• **SEU OBJETIVO**:
Repita na íntegra, sem nenhuma alteração, o trecho sobre o livro de Angela Alonso.

• **TRECHO**:
________

ALONSO,
Angela. Idéias em movimento – A geração
1870 na crise do Brasil – Império. São Paulo: Paz e Terra, 2002. pp. 245 -
262
O
texto a ser analisado é Teorias para Reforma, presente no livro Idéias em
Movimento – A geração 1870 na crise do Brasil - Império, da socióloga Ângela
Maria Alonso. Além dessa formação, Alonso também alcançou o doutorado pela
Universidade de São Paulo (USP), mesma instituição pela qual, atualmente, ela
ministra suas aulas. Fora do país Alonso buscou o pós-doutorado na Yale University e, também, esteve
envolvida em outras pesquisas acadêmicas.
O
capítulo sobre-citado, e pela qual está produção fica responsável em analisar,
retrata princípios intelectuais, em que alguns casos essas regras (ou
princípios) estavam inseridas em uma cientificidade própria da influencia
positivista da época. Eram intelectuais que lançavam seus olhares para as
condições do Brasil e que de certa forma estavam envolvidos em um contexto com mais
de um grupo e, portanto, mais de uma consciência a ser admitida e projetada.
Em resposta a
agenda política brasileira, o movimento intelectual da geração 1870 produziu
programas completos de reforma modernizadores, que estão tanto na conclusão de
seus livros de doutrina, como em circulares eleitorais e manifestos políticos
que lançaram em meados dos anos 1880. (p. 246)

________

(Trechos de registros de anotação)
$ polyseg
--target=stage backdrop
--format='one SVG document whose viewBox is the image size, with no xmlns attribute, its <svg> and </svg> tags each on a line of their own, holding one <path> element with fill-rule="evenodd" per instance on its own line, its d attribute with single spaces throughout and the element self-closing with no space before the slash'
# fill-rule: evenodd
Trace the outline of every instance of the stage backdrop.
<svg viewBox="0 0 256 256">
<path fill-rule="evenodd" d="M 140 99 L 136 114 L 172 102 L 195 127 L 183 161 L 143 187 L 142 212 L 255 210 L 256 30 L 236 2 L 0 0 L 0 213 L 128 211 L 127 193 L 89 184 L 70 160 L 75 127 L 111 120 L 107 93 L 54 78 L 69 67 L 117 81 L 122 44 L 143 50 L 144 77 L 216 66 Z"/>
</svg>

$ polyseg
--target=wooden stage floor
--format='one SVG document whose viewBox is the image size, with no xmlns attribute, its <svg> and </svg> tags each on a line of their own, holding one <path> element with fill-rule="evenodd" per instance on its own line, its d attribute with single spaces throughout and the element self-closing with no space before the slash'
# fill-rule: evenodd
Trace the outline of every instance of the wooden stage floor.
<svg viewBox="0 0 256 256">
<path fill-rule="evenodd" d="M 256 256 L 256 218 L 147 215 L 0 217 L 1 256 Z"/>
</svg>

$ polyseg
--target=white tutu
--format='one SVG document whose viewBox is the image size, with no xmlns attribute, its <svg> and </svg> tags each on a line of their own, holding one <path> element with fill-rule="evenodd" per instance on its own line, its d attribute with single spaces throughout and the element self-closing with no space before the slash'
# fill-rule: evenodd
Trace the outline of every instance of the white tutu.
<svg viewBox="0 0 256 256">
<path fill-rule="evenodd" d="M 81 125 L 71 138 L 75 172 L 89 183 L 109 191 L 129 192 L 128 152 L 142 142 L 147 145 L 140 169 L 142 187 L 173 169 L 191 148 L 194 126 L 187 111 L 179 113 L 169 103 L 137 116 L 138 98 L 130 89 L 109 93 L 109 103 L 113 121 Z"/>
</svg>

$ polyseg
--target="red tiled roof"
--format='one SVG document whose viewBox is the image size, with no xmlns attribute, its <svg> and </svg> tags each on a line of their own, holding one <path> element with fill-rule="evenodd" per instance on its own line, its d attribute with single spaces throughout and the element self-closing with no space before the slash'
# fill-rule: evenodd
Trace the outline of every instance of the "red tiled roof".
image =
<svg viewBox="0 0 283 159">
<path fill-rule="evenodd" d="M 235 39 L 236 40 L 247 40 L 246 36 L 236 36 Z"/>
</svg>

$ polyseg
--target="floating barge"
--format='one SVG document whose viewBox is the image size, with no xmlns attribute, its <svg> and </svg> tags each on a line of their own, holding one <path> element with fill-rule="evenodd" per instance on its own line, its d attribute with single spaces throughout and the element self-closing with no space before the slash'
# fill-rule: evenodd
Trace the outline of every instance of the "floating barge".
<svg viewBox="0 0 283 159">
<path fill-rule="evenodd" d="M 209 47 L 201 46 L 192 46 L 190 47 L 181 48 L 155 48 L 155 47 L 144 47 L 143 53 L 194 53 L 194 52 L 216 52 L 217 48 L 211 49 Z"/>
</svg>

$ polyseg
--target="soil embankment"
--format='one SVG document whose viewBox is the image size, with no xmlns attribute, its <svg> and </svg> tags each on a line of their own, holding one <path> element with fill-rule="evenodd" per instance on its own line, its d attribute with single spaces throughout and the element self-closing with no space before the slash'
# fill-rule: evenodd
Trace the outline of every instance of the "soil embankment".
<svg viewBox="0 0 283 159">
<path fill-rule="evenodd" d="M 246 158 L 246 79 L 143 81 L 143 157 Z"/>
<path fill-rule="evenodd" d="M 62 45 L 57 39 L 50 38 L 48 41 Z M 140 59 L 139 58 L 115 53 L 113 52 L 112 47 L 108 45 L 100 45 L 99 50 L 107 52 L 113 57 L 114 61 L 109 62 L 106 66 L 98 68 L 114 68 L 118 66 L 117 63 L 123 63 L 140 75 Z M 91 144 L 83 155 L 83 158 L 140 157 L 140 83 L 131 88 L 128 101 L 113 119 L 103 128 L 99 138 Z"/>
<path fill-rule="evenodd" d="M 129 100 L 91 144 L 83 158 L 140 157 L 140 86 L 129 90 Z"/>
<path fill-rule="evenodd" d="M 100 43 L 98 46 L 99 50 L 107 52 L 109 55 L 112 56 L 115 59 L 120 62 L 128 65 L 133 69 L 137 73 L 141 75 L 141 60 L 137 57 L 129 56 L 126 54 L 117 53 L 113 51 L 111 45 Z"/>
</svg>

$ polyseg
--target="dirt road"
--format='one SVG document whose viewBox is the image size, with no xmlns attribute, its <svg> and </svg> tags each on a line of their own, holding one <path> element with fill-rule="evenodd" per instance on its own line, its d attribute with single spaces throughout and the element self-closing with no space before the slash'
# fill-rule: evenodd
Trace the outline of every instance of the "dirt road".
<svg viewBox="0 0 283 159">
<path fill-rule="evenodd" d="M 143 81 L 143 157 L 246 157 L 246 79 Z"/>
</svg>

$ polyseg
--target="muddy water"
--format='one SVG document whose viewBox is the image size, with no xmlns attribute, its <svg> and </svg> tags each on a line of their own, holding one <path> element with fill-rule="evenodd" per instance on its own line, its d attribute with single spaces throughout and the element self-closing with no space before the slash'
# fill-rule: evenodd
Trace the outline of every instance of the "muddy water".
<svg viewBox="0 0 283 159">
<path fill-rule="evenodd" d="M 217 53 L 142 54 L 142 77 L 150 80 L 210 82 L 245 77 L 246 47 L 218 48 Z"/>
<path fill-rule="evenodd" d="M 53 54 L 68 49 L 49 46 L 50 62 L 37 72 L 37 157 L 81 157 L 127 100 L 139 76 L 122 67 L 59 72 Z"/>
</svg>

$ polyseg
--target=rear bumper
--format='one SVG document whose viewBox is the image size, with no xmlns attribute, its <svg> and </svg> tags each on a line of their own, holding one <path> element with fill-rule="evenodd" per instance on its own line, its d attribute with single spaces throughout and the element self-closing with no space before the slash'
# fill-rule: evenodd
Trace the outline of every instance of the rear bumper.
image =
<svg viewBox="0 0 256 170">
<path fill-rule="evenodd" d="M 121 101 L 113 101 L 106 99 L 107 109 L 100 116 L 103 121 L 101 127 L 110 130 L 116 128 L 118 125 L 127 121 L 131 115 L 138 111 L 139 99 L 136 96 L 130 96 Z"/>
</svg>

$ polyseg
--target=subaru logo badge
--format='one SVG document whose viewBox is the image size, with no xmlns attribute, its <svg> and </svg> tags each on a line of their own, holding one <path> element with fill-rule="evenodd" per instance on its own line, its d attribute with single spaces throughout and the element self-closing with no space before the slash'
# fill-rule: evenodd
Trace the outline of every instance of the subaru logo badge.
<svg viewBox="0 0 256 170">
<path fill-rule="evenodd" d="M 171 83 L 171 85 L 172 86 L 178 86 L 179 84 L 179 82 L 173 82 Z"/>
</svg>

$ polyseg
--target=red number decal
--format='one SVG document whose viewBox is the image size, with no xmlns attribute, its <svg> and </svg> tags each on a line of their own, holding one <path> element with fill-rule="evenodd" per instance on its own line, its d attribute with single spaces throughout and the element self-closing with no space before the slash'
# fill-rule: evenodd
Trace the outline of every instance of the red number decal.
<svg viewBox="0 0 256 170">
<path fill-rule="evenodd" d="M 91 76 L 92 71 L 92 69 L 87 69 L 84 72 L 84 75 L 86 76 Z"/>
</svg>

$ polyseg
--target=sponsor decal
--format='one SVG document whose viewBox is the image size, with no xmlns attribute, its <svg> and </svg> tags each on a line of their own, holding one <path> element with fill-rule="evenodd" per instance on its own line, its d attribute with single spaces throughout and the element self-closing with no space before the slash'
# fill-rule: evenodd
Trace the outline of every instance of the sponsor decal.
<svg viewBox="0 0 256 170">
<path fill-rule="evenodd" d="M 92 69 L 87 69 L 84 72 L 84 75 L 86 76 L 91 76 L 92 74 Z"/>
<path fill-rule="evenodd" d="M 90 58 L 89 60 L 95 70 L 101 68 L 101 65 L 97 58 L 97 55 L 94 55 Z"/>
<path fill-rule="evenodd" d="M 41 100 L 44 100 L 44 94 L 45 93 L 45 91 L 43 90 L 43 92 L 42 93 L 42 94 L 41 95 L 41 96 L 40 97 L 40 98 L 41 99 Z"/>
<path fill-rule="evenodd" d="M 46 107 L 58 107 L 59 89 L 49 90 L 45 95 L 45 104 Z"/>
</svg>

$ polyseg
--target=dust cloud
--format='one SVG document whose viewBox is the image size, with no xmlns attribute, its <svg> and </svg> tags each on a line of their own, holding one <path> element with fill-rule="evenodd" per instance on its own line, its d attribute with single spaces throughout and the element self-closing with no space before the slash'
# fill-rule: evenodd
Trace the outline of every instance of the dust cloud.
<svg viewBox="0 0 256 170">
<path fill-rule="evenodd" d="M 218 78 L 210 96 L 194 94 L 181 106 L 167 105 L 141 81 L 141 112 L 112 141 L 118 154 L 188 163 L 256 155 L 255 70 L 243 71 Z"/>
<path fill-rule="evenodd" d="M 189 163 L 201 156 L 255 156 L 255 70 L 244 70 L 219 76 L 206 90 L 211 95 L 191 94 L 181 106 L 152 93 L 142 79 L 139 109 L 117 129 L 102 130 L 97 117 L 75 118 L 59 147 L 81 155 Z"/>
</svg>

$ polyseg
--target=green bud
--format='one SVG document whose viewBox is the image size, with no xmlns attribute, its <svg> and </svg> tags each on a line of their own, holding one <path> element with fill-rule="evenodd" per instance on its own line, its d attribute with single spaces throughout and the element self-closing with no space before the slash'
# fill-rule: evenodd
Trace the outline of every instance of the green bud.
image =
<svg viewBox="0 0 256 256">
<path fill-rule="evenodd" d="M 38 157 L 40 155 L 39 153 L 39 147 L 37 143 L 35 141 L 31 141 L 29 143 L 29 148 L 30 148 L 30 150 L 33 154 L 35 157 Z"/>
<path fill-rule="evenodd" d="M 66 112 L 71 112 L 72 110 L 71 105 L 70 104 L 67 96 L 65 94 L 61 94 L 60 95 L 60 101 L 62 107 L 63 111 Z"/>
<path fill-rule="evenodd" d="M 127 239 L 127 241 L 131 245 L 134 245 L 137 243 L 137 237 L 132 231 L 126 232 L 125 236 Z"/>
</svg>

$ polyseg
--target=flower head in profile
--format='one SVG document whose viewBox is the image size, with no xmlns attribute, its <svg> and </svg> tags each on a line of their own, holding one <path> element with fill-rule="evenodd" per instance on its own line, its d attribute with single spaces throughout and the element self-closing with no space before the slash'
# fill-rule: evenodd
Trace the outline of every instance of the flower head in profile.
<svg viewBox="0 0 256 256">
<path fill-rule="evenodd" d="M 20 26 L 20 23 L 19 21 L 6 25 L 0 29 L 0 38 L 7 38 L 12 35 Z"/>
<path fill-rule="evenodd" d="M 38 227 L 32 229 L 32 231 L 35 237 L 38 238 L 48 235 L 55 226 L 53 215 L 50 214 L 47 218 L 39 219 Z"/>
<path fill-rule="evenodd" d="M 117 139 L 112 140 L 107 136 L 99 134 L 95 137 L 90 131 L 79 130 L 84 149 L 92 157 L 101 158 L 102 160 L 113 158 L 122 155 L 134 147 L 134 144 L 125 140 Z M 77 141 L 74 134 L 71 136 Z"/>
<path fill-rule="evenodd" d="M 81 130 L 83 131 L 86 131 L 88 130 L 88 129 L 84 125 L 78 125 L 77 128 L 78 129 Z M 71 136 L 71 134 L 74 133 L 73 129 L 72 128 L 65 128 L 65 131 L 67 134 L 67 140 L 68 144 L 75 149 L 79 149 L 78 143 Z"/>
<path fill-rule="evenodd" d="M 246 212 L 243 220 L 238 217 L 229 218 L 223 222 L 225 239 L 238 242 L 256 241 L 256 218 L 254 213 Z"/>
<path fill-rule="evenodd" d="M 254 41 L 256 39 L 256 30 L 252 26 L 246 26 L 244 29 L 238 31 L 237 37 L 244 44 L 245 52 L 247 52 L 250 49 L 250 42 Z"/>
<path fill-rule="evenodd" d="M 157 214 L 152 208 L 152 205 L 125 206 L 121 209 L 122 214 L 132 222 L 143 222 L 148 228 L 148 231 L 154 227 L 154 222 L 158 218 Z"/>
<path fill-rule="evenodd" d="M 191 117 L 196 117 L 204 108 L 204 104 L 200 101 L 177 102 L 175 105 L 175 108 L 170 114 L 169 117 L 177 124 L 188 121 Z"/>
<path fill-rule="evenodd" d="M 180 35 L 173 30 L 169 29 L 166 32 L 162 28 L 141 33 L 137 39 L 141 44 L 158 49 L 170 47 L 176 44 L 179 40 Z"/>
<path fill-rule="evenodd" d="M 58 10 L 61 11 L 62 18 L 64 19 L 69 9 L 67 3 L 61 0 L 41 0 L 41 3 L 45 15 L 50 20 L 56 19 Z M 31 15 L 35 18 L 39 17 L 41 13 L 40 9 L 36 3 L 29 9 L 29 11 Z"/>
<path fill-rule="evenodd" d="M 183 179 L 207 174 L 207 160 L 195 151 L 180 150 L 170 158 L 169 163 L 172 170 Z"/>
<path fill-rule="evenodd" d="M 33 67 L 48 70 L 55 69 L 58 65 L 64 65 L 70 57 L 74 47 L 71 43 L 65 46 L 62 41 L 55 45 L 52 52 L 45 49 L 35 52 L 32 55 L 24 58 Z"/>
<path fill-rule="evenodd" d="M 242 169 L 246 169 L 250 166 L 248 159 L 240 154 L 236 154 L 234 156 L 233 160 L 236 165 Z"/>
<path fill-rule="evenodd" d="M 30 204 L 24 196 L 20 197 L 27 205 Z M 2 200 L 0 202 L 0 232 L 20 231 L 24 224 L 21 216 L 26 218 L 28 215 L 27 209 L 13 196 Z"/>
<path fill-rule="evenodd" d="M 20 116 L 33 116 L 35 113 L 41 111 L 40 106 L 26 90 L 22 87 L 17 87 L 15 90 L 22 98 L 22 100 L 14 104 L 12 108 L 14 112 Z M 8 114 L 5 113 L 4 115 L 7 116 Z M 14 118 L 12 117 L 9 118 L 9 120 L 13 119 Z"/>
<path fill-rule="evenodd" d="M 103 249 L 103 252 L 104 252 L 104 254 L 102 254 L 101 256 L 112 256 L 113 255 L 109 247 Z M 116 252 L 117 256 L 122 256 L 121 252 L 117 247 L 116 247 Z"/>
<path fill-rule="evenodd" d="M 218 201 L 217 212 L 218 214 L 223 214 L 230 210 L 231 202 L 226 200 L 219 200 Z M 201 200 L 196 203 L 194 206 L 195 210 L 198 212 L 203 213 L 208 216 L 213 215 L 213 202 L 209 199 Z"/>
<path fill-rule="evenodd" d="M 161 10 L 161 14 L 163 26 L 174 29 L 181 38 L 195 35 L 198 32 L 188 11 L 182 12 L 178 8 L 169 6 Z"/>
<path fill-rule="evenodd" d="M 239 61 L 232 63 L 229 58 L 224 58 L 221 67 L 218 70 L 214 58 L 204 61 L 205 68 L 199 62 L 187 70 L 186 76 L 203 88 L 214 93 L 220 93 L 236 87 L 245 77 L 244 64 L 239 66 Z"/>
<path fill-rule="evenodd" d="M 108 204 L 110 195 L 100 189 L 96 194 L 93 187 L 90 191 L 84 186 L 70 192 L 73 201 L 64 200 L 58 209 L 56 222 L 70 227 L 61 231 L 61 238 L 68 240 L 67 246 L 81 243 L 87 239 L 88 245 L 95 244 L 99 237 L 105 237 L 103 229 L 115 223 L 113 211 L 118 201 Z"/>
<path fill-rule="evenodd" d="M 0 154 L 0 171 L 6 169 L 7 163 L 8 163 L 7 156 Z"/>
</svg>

________

• **RESULTADO DA TAREFA**:
ALONSO,
Angela. Idéias em movimento – A geração
1870 na crise do Brasil – Império. São Paulo: Paz e Terra, 2002. pp. 245 -
262
O
texto a ser analisado é Teorias para Reforma, presente no livro Idéias em
Movimento – A geração 1870 na crise do Brasil - Império, da socióloga Ângela
Maria Alonso. Além dessa formação, Alonso também alcançou o doutorado pela
Universidade de São Paulo (USP), mesma instituição pela qual, atualmente, ela
ministra suas aulas. Fora do país Alonso buscou o pós-doutorado na Yale University e, também, esteve
envolvida em outras pesquisas acadêmicas.
O
capítulo sobre-citado, e pela qual está produção fica responsável em analisar,
retrata princípios intelectuais, em que alguns casos essas regras (ou
princípios) estavam inseridas em uma cientificidade própria da influencia
positivista da época. Eram intelectuais que lançavam seus olhares para as
condições do Brasil e que de certa forma estavam envolvidos em um contexto com mais
de um grupo e, portanto, mais de uma consciência a ser admitida e projetada.
Em resposta a
agenda política brasileira, o movimento intelectual da geração 1870 produziu
programas completos de reforma modernizadores, que estão tanto na conclusão de
seus livros de doutrina, como em circulares eleitorais e manifestos políticos
que lançaram em meados dos anos 1880. (p. 246)